***** Selected extract

Summary: Preached for Grandparents day; talking about aging issues; Thesis: Let us consider some signs- characteristics, qualities, or practices- along the journey that may help us as we navigate “the land between”


To the tune of Jesus Loves Me

Jesus loves me, this I know though my hair is white as snow, though my sight is growing dim still He bids me to trust in Him (Chorus: Yes, Jesus loves me, yes, Jesus loves me, yes, Jesus loves me, the Bible tells me so)

Though my steps are oh so slow with my hand in His I’ll go On through life, let come what may, He’ll be there to lead the way (Chorus)

Though I am no longer young, I have much which He’s begun, Let me serve Christ with a smile, go with others the extra mile (Chorus)


To retire implies, “to take out of use.” What a sad description. Our high tech society makes many older adults feel obsolete. Os Guinness fights against this. In his book called the Call, he reminds everyone that we never retire from our calling (a biblical idea). No longer on the job, yet hearing the Caller’s voice, many retired persons occupy the land between. Land between what- living here and now, and of a place beyond our wildest imaginations- described in the Book of Revelation as a place of glad reunions, of endless time, of security, where there is no terror, pain, disease, sin or death. In every culture, it is the retirees and the elderly who remain most aware of “the land between.” One British show called it waiting for God- so passive.

Despite ageism in Western society, older adults to a large part determine their happiness in “the land between.” On the one hand, they can allow society to chart their future and to set their self esteem and then blame the younger generation for their fate. This feeds on passivity and leads to bitterness. On the other hand, senior adults need to recognize that to some degree their future depends upon their own efforts. They shape their personal attitudes and destiny.

To finish life well we must select our destination with care, choose our companions wisely, chart our course, and follow trusted points on the compass. For ages, trekkers have used the stars for guidance. On a clear night, a navigator scans the skies for the North Star and uses it as a guiding beacon toward his destination. Retired persons, similarly, are trekkers and mapmakers in their own right. Are there reliable signposts leading from the land of retirement to one’s final destination?

Thesis: Let us consider some signs- characteristics, qualities, or practices- along the journey that may help us as we navigate “the land between”

**********
***** Data under study

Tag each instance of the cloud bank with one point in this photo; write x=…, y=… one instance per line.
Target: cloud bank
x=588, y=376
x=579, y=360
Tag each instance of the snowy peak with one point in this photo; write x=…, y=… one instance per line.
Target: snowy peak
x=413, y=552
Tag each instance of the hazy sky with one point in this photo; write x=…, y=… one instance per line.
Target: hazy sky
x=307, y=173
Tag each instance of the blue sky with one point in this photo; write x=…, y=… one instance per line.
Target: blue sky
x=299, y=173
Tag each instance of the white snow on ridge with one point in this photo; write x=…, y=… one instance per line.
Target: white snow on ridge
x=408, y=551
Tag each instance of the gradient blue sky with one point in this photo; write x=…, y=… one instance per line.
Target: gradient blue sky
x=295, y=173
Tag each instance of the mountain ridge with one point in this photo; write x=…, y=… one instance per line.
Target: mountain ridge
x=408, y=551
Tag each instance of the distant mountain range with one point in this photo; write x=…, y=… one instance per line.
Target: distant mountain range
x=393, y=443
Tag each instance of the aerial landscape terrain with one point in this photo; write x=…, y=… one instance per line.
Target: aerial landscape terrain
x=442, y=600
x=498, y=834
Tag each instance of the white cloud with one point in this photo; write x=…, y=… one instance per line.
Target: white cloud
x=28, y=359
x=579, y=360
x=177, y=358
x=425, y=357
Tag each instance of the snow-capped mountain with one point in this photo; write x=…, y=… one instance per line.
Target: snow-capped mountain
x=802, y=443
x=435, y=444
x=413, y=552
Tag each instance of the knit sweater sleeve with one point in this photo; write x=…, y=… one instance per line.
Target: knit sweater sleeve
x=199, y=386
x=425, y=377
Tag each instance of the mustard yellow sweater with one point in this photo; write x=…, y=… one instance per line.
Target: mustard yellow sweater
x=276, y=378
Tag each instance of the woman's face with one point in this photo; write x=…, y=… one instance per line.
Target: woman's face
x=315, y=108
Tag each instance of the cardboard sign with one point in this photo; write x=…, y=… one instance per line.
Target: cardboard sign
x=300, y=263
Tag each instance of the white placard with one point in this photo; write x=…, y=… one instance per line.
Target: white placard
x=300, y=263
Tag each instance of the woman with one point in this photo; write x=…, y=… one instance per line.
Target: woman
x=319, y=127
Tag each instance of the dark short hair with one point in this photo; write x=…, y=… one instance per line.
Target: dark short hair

**********

* Try it *
From the sermon on aging, write out word for word the stretch from "To the tune" through "the way (Chorus)".

* Reply *
To the tune of Jesus Loves Me

Jesus loves me, this I know though my hair is white as snow, though my sight is growing dim still He bids me to trust in Him (Chorus: Yes, Jesus loves me, yes, Jesus loves me, yes, Jesus loves me, the Bible tells me so)

Though my steps are oh so slow with my hand in His I’ll go On through life, let come what may, He’ll be there to lead the way (Chorus)